(Natural-language object grounding data)
= Beginning of Section =

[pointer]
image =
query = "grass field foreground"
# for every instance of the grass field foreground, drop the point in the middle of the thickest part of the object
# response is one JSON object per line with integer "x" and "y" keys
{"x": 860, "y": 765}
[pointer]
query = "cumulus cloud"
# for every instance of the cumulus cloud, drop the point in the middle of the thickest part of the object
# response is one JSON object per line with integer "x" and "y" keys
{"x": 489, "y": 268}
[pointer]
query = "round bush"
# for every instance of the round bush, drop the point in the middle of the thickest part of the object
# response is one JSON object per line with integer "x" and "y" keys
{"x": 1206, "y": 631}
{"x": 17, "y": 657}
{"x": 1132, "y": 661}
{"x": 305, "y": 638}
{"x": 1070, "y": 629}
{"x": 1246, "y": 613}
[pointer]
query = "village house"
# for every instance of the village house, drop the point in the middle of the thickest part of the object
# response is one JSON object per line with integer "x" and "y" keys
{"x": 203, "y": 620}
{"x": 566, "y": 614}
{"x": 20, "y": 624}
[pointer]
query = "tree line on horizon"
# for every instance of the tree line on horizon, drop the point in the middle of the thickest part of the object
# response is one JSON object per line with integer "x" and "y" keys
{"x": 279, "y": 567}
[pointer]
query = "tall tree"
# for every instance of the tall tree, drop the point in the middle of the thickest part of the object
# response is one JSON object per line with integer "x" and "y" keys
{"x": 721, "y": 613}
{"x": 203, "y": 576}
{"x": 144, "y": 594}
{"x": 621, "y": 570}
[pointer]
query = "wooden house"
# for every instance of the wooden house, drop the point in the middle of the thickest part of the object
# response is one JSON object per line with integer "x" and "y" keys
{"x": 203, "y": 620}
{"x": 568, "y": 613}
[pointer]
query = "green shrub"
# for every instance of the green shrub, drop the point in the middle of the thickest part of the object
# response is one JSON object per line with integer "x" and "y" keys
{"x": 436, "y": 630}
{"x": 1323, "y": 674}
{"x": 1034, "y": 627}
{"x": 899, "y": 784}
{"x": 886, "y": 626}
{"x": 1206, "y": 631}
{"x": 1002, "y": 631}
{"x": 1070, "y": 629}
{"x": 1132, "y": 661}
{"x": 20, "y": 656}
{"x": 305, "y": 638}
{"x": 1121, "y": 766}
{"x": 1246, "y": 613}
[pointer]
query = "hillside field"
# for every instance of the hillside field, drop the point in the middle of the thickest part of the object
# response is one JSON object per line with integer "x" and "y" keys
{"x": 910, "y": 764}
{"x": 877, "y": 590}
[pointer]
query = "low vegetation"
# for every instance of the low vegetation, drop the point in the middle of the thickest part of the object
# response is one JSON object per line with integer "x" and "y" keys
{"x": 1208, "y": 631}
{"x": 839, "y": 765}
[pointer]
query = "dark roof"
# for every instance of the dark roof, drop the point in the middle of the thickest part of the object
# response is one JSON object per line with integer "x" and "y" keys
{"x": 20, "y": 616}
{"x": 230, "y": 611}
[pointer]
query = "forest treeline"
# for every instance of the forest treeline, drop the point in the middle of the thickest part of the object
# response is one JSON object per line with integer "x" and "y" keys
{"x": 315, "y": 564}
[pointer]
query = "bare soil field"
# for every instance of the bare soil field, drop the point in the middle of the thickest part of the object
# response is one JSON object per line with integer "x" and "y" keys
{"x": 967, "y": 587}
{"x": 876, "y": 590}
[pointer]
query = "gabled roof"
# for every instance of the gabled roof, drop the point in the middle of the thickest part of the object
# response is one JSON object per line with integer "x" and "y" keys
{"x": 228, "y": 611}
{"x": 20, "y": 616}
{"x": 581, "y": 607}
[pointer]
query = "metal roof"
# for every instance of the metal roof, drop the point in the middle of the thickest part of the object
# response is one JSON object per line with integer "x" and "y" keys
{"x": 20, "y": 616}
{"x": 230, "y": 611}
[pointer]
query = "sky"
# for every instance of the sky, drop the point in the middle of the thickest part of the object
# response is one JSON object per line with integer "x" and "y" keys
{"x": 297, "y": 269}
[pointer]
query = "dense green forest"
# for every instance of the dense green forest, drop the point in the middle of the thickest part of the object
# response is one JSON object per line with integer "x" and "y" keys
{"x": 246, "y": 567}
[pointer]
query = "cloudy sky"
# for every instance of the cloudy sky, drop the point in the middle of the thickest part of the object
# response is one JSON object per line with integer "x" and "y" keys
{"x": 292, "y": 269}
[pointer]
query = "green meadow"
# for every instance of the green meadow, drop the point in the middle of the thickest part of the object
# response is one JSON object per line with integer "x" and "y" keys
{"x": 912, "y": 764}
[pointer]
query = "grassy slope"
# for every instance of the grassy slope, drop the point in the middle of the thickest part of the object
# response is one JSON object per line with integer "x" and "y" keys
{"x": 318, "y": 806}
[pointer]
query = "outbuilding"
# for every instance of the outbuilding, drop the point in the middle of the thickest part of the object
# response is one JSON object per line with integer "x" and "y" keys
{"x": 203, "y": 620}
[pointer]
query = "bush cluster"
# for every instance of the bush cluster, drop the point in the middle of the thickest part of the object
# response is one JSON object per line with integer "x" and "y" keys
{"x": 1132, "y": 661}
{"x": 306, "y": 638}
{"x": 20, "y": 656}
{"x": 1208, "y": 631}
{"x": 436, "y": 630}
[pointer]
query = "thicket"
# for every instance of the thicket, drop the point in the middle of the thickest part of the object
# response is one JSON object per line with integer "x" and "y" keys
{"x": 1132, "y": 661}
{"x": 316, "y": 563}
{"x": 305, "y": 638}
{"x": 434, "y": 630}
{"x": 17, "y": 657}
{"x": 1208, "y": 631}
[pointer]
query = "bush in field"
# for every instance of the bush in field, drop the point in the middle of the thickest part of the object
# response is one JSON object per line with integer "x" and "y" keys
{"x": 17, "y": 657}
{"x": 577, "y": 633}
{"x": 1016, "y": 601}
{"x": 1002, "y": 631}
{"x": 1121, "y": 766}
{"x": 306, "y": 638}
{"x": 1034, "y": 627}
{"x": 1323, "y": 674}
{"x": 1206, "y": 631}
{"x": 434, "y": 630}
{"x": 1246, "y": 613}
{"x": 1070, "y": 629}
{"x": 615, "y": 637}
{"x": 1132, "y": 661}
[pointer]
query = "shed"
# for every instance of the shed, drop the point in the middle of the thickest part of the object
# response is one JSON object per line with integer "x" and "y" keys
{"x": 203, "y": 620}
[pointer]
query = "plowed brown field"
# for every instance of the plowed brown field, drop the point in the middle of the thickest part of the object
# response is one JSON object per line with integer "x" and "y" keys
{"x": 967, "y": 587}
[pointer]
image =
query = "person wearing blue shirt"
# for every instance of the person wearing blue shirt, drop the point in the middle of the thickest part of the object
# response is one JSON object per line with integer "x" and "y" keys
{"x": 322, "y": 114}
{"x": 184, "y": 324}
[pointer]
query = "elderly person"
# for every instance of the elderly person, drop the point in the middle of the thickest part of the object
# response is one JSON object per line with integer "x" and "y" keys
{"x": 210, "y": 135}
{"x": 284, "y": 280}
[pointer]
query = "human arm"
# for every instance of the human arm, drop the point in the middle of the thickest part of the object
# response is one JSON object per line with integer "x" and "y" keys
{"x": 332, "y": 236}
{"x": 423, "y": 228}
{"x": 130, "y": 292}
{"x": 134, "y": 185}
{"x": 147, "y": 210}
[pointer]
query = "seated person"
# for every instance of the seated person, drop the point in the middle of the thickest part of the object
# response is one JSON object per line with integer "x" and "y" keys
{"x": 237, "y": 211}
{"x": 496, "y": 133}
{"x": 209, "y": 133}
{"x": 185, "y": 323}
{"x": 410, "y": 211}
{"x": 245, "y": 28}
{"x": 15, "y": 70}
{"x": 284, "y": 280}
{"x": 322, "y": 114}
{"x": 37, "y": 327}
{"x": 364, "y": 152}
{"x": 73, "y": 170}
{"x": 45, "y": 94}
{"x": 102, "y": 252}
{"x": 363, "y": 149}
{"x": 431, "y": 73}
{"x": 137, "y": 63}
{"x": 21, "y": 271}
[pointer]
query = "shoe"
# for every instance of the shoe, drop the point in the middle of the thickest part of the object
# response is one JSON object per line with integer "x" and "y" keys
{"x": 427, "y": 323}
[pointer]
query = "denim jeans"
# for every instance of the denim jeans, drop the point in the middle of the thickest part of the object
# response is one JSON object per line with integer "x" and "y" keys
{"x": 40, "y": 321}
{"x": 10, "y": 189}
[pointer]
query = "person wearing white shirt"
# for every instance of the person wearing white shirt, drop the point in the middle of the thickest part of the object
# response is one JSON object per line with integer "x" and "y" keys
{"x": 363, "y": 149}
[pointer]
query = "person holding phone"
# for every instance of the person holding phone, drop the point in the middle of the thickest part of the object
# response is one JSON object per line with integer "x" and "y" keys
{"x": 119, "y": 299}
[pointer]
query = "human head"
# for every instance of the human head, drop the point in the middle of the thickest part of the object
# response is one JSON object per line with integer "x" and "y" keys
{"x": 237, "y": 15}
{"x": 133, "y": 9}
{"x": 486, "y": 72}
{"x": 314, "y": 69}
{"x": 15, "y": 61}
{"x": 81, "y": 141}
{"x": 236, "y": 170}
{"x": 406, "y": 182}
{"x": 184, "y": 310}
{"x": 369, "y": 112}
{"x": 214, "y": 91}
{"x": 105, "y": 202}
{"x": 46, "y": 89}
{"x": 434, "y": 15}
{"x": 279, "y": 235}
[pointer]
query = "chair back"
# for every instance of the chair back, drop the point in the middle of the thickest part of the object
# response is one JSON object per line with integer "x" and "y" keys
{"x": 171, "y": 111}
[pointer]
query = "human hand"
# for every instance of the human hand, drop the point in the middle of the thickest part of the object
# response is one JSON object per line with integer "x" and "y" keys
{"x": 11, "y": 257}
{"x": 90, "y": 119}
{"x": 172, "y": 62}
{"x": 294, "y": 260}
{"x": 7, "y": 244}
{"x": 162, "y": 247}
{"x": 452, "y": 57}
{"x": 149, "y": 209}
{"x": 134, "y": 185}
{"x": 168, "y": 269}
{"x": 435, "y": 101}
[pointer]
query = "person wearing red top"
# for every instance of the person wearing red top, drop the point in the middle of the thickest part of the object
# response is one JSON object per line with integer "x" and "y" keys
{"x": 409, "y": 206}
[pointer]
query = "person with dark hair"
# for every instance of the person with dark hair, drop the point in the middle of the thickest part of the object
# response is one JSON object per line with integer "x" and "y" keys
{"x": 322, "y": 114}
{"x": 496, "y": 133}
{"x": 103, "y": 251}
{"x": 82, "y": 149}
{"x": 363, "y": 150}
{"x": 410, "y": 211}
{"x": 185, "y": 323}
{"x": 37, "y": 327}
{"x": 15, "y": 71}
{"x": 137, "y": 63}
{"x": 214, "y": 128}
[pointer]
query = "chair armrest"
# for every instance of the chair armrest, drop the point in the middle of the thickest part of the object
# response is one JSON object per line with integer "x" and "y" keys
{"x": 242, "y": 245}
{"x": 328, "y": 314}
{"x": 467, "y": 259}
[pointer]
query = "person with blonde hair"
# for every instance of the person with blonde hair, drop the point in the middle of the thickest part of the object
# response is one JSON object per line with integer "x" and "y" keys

= End of Section =

Exact duplication is required for the lines above, from the line that contains "# for every instance of the forest" to the line that contains "# for every instance of the bare", inclusive; omit all others.

# for every instance of the forest treeline, drop the point in the middle of the thickest part of the object
# response is one JSON object per line with integer "x" and "y" keys
{"x": 315, "y": 564}
[pointer]
query = "bare soil field"
# for every instance of the bare soil field, drop the point in the middle of the thickest part of the object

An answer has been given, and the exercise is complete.